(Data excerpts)

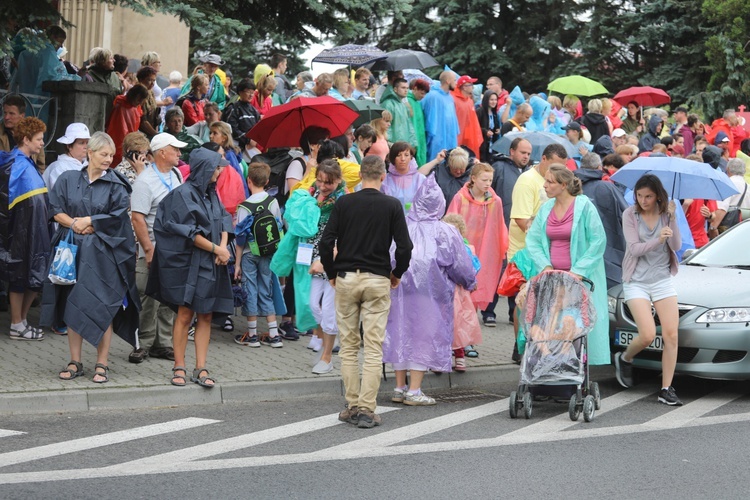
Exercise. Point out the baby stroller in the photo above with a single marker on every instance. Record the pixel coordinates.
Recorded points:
(556, 319)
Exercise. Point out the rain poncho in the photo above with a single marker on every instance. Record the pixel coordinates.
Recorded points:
(587, 244)
(441, 124)
(486, 231)
(181, 274)
(417, 121)
(24, 223)
(105, 293)
(402, 128)
(301, 215)
(469, 133)
(403, 187)
(439, 262)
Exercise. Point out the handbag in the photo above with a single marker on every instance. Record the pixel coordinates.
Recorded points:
(63, 268)
(734, 214)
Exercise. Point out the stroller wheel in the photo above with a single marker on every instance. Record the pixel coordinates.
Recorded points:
(527, 402)
(589, 408)
(573, 411)
(513, 405)
(597, 395)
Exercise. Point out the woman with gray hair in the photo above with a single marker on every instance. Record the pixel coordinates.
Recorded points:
(736, 171)
(92, 204)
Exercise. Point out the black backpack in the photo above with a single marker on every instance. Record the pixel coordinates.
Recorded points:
(278, 159)
(265, 228)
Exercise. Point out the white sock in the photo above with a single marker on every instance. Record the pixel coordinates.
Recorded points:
(273, 329)
(252, 327)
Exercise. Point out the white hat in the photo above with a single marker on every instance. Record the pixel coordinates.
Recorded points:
(163, 140)
(73, 132)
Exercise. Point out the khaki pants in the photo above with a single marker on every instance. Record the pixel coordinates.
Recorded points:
(156, 319)
(368, 295)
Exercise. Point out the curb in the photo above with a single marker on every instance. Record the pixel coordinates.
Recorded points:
(230, 392)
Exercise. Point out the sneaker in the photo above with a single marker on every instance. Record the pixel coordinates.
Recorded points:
(460, 365)
(316, 344)
(669, 397)
(623, 371)
(321, 367)
(286, 330)
(398, 395)
(367, 419)
(273, 341)
(247, 339)
(349, 415)
(420, 399)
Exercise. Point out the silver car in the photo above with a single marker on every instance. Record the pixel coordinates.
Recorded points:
(713, 292)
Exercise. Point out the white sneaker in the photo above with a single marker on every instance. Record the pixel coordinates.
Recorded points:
(316, 344)
(322, 367)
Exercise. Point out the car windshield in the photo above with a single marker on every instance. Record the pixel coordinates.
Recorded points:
(727, 251)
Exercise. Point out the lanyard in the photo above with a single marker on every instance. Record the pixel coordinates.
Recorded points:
(161, 177)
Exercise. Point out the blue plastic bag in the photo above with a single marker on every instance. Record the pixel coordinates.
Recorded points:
(63, 268)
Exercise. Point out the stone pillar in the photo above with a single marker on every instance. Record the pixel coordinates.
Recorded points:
(83, 102)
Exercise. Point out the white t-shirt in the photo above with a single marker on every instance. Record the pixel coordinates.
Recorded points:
(148, 191)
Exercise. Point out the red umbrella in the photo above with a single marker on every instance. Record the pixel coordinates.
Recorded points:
(644, 96)
(283, 125)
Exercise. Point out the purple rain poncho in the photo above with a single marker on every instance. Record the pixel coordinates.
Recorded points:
(420, 324)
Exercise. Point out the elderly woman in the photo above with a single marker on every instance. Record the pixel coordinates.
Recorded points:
(93, 203)
(24, 226)
(567, 235)
(403, 179)
(76, 140)
(192, 106)
(189, 272)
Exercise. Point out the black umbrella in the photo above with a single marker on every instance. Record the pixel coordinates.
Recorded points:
(353, 55)
(404, 59)
(368, 110)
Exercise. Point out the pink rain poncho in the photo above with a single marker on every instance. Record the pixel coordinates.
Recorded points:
(420, 324)
(486, 231)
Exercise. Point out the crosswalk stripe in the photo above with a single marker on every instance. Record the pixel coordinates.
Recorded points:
(87, 443)
(7, 433)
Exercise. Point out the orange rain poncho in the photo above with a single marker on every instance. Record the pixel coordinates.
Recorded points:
(486, 231)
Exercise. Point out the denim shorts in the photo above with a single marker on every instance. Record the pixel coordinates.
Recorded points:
(649, 291)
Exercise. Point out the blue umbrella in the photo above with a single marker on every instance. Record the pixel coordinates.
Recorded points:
(538, 140)
(353, 55)
(681, 178)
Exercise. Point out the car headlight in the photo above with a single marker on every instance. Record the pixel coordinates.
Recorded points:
(725, 315)
(612, 304)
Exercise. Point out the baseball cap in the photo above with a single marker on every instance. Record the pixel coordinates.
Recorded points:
(465, 79)
(721, 137)
(212, 59)
(163, 140)
(73, 132)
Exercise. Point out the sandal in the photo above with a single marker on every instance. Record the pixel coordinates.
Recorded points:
(176, 378)
(105, 375)
(73, 374)
(228, 325)
(201, 381)
(28, 333)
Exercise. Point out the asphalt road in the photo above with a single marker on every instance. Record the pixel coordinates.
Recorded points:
(465, 447)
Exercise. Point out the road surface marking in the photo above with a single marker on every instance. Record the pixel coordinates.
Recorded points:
(88, 443)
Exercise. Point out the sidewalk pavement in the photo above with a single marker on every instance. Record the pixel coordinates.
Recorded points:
(31, 383)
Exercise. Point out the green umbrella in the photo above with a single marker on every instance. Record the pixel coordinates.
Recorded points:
(368, 110)
(577, 85)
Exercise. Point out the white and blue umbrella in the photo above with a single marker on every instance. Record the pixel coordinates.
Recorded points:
(681, 178)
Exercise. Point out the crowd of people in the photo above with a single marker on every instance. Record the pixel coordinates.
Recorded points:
(406, 224)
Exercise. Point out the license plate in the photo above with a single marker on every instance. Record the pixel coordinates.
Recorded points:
(624, 339)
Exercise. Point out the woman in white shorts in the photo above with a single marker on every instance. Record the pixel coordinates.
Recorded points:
(650, 261)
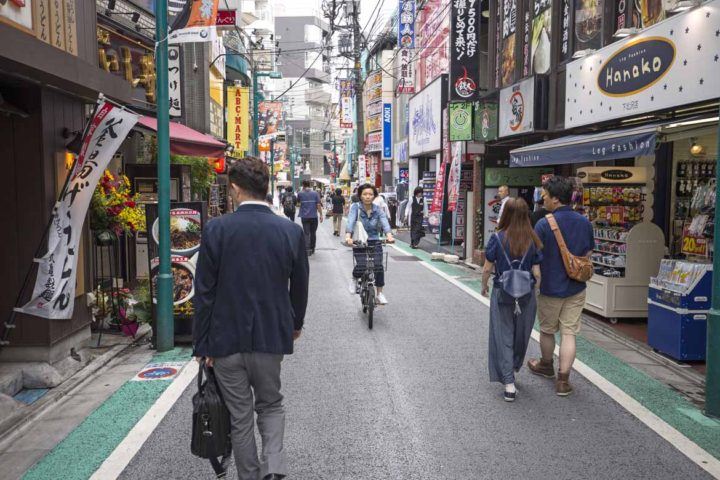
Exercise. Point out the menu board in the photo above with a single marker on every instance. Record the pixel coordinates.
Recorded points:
(187, 220)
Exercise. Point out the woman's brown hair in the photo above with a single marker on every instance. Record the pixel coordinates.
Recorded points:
(515, 223)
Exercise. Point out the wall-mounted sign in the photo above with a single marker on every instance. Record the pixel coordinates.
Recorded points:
(195, 23)
(406, 24)
(678, 58)
(517, 108)
(464, 52)
(387, 131)
(426, 118)
(486, 120)
(515, 177)
(175, 80)
(374, 142)
(460, 122)
(238, 127)
(613, 174)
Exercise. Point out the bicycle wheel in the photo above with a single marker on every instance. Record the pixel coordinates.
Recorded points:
(370, 306)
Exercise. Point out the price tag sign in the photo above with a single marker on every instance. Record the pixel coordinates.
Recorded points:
(693, 244)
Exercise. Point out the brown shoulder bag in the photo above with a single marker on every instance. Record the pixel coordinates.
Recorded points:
(577, 268)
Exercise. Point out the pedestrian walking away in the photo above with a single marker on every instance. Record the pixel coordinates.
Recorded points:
(416, 212)
(310, 214)
(289, 203)
(375, 223)
(561, 299)
(338, 208)
(511, 254)
(251, 290)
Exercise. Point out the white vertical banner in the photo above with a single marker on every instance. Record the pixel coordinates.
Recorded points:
(54, 292)
(174, 81)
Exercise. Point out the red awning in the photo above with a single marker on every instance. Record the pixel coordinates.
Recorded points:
(186, 141)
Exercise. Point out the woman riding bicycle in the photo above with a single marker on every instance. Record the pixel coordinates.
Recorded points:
(375, 222)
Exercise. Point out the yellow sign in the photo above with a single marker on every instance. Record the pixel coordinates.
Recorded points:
(238, 127)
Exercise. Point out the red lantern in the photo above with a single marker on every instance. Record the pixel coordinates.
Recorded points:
(219, 164)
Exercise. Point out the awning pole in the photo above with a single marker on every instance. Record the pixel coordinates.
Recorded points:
(712, 379)
(165, 326)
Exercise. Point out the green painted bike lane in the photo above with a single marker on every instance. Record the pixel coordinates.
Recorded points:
(82, 452)
(658, 398)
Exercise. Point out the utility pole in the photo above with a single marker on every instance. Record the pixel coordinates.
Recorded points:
(165, 323)
(712, 379)
(357, 50)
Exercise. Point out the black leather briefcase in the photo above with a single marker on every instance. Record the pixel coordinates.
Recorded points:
(211, 422)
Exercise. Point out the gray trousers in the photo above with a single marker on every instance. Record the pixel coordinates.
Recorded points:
(509, 336)
(240, 376)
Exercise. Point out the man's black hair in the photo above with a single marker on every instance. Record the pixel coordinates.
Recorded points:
(365, 186)
(251, 175)
(560, 188)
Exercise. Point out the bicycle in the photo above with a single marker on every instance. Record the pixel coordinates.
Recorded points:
(367, 280)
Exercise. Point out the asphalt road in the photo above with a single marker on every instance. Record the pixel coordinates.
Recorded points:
(411, 398)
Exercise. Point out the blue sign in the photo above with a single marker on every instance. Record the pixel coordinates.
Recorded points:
(406, 24)
(387, 131)
(611, 145)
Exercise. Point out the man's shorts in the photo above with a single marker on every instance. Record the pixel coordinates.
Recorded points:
(561, 314)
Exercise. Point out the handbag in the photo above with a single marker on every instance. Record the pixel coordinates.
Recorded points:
(579, 269)
(210, 422)
(515, 282)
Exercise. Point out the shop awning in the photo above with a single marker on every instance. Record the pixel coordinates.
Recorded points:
(186, 141)
(593, 147)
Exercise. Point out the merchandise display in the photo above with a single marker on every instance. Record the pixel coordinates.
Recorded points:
(614, 210)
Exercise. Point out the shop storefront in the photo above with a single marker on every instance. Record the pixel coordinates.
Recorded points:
(649, 189)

#### [WORK REQUEST]
From the entries, copy out each line containing the word "rain".

#### [OUTPUT OF THE EXERCISE]
Exercise. Point out the rain poncho in the photo above with a single marker on every instance. Record the pixel coordinates.
Exercise. Point out the purple rain poncho in the photo above with a single marker on every instance. Record the pixel coordinates.
Exercise. Point out the pink rain poncho in the photo above with a single marker on every instance. Record the pixel coordinates.
Exercise. Point out the orange rain poncho in the photo above with a single marker on every instance. Record the pixel coordinates.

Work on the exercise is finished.